Please write out each entry that follows, keeping it exactly the same.

Stored records

++++++++++

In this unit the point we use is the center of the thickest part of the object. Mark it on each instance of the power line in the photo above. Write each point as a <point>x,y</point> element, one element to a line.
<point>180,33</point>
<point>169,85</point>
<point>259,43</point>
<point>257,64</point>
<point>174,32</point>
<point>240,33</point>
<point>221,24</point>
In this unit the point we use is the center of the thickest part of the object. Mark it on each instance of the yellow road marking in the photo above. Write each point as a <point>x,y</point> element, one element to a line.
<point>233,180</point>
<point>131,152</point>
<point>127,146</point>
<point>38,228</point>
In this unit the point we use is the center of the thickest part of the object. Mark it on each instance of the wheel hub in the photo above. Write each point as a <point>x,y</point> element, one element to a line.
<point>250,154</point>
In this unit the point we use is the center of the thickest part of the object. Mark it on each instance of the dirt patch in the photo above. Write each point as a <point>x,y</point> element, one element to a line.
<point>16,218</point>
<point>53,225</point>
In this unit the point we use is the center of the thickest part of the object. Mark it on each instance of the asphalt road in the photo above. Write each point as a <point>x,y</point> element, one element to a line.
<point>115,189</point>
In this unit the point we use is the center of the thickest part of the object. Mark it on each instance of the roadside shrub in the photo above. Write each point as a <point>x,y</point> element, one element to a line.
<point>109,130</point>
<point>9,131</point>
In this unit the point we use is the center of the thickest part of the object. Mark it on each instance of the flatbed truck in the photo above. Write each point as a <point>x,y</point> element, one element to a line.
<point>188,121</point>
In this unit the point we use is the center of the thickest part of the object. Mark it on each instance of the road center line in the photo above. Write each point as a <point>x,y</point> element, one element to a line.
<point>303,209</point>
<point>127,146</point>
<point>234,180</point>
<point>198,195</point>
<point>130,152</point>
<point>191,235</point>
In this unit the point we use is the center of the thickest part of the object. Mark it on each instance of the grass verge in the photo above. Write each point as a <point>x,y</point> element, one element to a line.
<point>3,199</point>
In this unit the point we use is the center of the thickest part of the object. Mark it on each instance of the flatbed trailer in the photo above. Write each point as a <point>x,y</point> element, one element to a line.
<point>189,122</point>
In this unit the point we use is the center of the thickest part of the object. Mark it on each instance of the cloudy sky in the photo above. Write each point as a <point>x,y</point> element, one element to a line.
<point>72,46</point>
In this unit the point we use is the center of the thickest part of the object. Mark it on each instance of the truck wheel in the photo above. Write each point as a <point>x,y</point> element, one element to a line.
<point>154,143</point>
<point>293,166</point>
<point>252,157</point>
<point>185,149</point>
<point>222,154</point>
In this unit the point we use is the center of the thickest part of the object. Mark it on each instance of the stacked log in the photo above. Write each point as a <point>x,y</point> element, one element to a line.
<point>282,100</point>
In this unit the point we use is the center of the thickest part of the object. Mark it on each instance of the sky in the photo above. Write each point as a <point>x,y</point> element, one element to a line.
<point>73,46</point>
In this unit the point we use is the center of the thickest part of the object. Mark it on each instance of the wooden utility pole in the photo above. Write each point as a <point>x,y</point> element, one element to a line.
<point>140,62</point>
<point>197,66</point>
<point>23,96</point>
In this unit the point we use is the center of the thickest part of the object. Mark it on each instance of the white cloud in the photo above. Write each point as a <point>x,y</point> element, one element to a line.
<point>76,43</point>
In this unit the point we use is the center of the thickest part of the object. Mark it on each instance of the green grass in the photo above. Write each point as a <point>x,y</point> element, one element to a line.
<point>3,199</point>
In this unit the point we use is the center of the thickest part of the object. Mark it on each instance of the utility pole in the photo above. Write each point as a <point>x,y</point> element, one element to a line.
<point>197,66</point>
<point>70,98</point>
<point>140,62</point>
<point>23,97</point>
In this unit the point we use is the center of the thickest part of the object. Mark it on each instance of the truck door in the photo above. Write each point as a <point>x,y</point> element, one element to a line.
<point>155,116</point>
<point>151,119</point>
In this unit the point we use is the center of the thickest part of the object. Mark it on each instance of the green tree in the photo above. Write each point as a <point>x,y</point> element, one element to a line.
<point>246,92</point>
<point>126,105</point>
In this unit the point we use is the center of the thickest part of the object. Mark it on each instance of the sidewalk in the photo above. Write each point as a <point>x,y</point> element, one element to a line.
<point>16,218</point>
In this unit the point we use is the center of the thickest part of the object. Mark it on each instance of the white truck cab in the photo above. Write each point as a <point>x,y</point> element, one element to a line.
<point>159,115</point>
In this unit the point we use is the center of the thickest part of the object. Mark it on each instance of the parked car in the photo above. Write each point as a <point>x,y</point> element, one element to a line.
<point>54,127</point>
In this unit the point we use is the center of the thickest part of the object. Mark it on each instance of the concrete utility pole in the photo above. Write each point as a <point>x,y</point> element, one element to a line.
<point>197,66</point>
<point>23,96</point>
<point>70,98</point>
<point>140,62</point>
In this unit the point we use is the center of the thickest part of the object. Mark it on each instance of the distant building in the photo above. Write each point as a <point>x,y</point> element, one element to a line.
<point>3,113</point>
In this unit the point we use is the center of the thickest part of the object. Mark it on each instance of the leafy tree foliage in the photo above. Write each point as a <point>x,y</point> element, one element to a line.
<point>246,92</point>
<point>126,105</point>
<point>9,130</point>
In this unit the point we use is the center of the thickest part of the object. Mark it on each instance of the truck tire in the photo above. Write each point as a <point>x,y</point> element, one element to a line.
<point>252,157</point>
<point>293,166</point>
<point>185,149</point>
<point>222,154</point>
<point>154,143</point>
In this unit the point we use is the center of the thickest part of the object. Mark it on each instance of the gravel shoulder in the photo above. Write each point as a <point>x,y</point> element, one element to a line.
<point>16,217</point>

++++++++++

* RESPONSE TO THIS TASK *
In this unit the point we use is the center of the thickest part of the object. Mark it on each instance of the power line in the photo above. Write each point as a <point>x,y</point> element, one element to a line.
<point>180,33</point>
<point>169,85</point>
<point>259,43</point>
<point>257,64</point>
<point>174,32</point>
<point>240,33</point>
<point>221,24</point>
In this unit the point we use is the center of the thickest part of the object. Mark it on each instance of the yellow road marking in the photo above. Write each point as a <point>x,y</point> element, one element to a line.
<point>233,180</point>
<point>131,152</point>
<point>127,146</point>
<point>38,228</point>
In this unit the point we use is the center of the thickest part of the object. Mark it on each instance of the wheel hub in the photo above. Write each point as a <point>x,y</point> element, one element to a line.
<point>250,154</point>
In this unit the point we use is the center of the thickest part of the object. Mark it on each instance of the dirt patch in the photo above. Write each point as a <point>x,y</point> element, one element to a line.
<point>16,218</point>
<point>53,225</point>
In this unit the point we use is the center of the thickest part of the object. Mark it on each instance of the asphalt road in the photo above. Write each point as a <point>x,y</point> element, one element to a line.
<point>115,189</point>
In this unit the point we use is the center of the thickest part of the object. Mark it on each instance of the roadside shrub in the photo above. Write each point as a <point>x,y</point> element, one element to a line.
<point>109,130</point>
<point>9,131</point>
In this unit the point we use is the center of the thickest part of the object. Mark it on each instance of the flatbed truck in the photo above. Write each point as a <point>x,y</point> element, one element to a line.
<point>188,121</point>
In this unit the point we use is the center of the thickest part of the object. Mark it on each instance of the road center line in the photo above. Write each point as a <point>x,y</point> element, one element to a line.
<point>303,209</point>
<point>127,146</point>
<point>234,180</point>
<point>198,195</point>
<point>130,152</point>
<point>191,235</point>
In this unit the point we use is the center of the thickest part of the object. Mark it on each instance of the grass verge in the photo above. Write each point as a <point>x,y</point> element, one element to a line.
<point>3,199</point>
In this unit the point we use is the center of the thickest part of the object. Mark it on each instance of the flatbed trailer in the photo above. Write each point as a <point>x,y</point> element, one element to a line.
<point>189,122</point>
In this unit the point we use is the center of the thickest part of the object. Mark it on each instance of the cloudy sky in the photo above. Write each point as a <point>x,y</point> element, one element to a line.
<point>72,46</point>
In this unit the point we use is the center of the thickest part of the object. Mark it on each instance of the truck wheel in the photo above. Write each point as a <point>x,y</point> element, one element to a line.
<point>154,143</point>
<point>293,166</point>
<point>252,157</point>
<point>185,149</point>
<point>222,154</point>
In this unit the point we use is the center of the thickest part of the object. Mark it on each instance of the stacked log in the photo above. Write each point as a <point>x,y</point> element, one element to a line.
<point>282,100</point>
In this unit the point we use is the center of the thickest part of the object. Mark it on each instance of the sky in the photo above. Write each point as a <point>x,y</point> element, one element to a line.
<point>73,46</point>
In this unit the point we use is the center of the thickest part of the object. Mark it on each instance of the wooden utility pole in the photo above. Write each point as a <point>x,y</point> element, one element to a line.
<point>140,62</point>
<point>197,66</point>
<point>23,96</point>
In this unit the point we use is the center of the thickest part of the object. Mark it on each instance of the white cloud in the photo above. Write each point as a <point>x,y</point> element, one element to a line.
<point>76,43</point>
In this unit the point we use is the center of the thickest part of the object. Mark it on each instance of the green grass in the photo above. Write each point as a <point>x,y</point> element, one element to a line.
<point>3,199</point>
In this unit the point we use is the center of the thickest part of the object. Mark it on each instance of the utility pole in the photo above. Write each point as a <point>x,y</point> element, one element to a line.
<point>197,66</point>
<point>70,98</point>
<point>140,62</point>
<point>23,97</point>
In this unit the point we use is the center of the thickest part of the object. Mark it on each instance of the truck door in the photo above. Write each point as a <point>x,y</point> element, one element to a line.
<point>155,116</point>
<point>151,119</point>
In this unit the point we use is the center of the thickest part of the object. Mark it on each instance of the green tree in the photo above. Write each point as a <point>x,y</point> element, one element to a line.
<point>246,92</point>
<point>126,105</point>
In this unit the point we use is the center of the thickest part of the object. Mark it on each instance of the sidewalk in the photo above. Write each point as a <point>x,y</point> element, one element to a line.
<point>16,218</point>
In this unit the point we use is the center of the thickest part of the object. Mark it on each instance of the white truck cab in the photo above. Write each point as a <point>x,y</point> element, one element to a line.
<point>159,115</point>
In this unit the point we use is the center of the thickest part of the object. Mark it on each instance of the parked car in the photo above. Write each point as a <point>x,y</point> element, one element to a line.
<point>54,127</point>
In this unit the point we use is the center of the thickest part of the object. Mark it on each instance of the concrete utility pole in the photo above. Write each point as a <point>x,y</point> element, one element to a line.
<point>197,66</point>
<point>23,96</point>
<point>70,98</point>
<point>140,62</point>
In this unit the point we use is the center of the thickest part of the object. Mark it on each instance of the distant building in the photo above. Write each point as a <point>x,y</point> element, one element to a line.
<point>3,113</point>
In this unit the point we use is the center of the thickest part of the object. Mark it on each instance of the leafy tree foliage in the photo above. Write each point as a <point>x,y</point> element, one element to a line.
<point>246,92</point>
<point>126,105</point>
<point>9,130</point>
In this unit the point we use is the center of the thickest part of the object. Mark it on each instance of the truck tire in the photo above. Write each point as a <point>x,y</point> element, one element to a line.
<point>252,157</point>
<point>293,166</point>
<point>185,149</point>
<point>222,154</point>
<point>154,143</point>
In this unit the point we use is the center of the thickest part of the object. Mark it on each instance of the gravel shoulder in the photo above. Write each point as a <point>x,y</point> element, one element to a line.
<point>16,217</point>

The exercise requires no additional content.